Directions:
Which lines of the entries below include "lemon"? List them all.

Material to process:
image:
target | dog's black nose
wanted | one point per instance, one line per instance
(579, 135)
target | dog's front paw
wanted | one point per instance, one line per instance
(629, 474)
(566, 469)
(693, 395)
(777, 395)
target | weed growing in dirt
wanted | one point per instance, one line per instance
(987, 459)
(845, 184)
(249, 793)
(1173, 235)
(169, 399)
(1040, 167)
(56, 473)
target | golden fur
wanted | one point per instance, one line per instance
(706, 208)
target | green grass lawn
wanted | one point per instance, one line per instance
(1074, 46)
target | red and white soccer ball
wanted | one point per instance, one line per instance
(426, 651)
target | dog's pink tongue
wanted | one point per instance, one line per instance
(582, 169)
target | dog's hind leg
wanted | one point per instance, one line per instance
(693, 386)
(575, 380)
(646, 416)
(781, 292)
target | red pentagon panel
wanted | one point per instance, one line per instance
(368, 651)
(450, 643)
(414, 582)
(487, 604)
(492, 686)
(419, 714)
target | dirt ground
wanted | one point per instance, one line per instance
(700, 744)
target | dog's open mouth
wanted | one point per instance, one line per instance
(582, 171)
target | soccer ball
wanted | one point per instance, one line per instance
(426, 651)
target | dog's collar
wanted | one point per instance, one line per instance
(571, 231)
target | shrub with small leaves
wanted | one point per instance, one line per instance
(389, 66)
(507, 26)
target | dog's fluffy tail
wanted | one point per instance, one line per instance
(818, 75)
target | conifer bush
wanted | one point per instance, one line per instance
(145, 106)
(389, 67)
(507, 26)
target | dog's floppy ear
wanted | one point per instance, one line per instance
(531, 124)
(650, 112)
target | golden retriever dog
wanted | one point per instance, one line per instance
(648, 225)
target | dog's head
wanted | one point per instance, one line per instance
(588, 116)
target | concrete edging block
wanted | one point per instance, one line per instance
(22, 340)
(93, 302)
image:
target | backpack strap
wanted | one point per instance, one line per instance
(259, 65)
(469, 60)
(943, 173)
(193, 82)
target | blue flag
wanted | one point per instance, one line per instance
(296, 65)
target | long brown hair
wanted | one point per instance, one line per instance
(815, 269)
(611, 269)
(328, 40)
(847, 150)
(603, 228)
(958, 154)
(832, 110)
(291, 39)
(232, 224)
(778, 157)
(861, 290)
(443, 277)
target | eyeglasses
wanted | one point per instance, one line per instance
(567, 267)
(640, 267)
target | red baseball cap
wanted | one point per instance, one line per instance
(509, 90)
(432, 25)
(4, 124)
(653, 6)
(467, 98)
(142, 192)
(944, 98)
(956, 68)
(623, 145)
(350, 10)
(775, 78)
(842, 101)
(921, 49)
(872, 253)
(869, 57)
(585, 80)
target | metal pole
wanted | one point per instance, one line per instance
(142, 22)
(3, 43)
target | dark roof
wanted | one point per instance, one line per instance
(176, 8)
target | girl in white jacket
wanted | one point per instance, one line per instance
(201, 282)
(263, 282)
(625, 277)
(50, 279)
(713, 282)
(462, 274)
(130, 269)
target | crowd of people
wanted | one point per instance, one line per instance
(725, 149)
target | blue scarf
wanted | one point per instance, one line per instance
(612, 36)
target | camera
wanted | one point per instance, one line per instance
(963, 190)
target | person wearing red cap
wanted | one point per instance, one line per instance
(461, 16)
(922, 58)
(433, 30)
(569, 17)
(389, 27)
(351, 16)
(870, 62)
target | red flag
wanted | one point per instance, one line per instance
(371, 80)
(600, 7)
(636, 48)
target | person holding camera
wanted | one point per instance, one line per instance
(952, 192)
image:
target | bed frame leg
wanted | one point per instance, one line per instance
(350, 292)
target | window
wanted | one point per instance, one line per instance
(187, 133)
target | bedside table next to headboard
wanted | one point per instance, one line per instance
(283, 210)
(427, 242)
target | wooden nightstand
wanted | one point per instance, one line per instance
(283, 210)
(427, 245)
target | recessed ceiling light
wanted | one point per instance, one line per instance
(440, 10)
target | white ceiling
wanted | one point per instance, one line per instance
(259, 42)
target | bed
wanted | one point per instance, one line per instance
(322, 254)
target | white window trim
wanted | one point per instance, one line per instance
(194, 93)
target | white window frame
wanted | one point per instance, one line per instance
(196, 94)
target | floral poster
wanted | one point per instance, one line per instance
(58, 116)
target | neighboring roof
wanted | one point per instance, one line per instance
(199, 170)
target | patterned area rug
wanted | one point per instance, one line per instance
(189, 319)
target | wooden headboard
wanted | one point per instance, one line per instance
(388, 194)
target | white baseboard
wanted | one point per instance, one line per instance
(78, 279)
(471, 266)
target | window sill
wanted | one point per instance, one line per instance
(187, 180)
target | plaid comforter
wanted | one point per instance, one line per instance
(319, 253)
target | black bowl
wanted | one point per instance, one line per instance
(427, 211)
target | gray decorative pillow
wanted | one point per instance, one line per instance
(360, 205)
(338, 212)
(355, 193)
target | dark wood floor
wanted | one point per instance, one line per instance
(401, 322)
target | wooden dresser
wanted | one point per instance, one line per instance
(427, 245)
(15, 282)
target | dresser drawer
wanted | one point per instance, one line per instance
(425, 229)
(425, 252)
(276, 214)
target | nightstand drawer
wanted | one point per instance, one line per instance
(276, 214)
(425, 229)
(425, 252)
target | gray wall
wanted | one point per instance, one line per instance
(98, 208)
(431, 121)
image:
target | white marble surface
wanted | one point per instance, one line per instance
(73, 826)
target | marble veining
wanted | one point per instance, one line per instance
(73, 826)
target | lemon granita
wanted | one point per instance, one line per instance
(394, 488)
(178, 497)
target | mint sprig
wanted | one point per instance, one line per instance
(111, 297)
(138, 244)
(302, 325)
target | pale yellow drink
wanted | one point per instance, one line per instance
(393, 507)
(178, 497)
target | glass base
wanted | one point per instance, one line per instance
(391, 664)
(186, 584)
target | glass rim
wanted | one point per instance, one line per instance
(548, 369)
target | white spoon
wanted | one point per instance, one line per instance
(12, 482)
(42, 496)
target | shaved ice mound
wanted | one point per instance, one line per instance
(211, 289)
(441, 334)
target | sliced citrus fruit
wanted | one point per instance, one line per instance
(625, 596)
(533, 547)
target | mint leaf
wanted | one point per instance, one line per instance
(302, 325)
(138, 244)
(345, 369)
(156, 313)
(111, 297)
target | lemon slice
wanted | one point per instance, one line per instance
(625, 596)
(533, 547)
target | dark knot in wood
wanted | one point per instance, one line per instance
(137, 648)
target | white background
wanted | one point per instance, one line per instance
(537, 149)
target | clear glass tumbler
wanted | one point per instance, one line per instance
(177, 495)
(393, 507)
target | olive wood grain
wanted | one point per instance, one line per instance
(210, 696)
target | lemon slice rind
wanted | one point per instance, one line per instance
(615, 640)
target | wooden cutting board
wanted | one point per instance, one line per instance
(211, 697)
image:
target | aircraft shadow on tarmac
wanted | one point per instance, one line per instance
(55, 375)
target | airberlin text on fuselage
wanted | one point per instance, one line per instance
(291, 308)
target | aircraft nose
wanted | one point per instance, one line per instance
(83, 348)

Solution to this problem:
target | lemon granita
target | lemon slice
target | lemon slice rind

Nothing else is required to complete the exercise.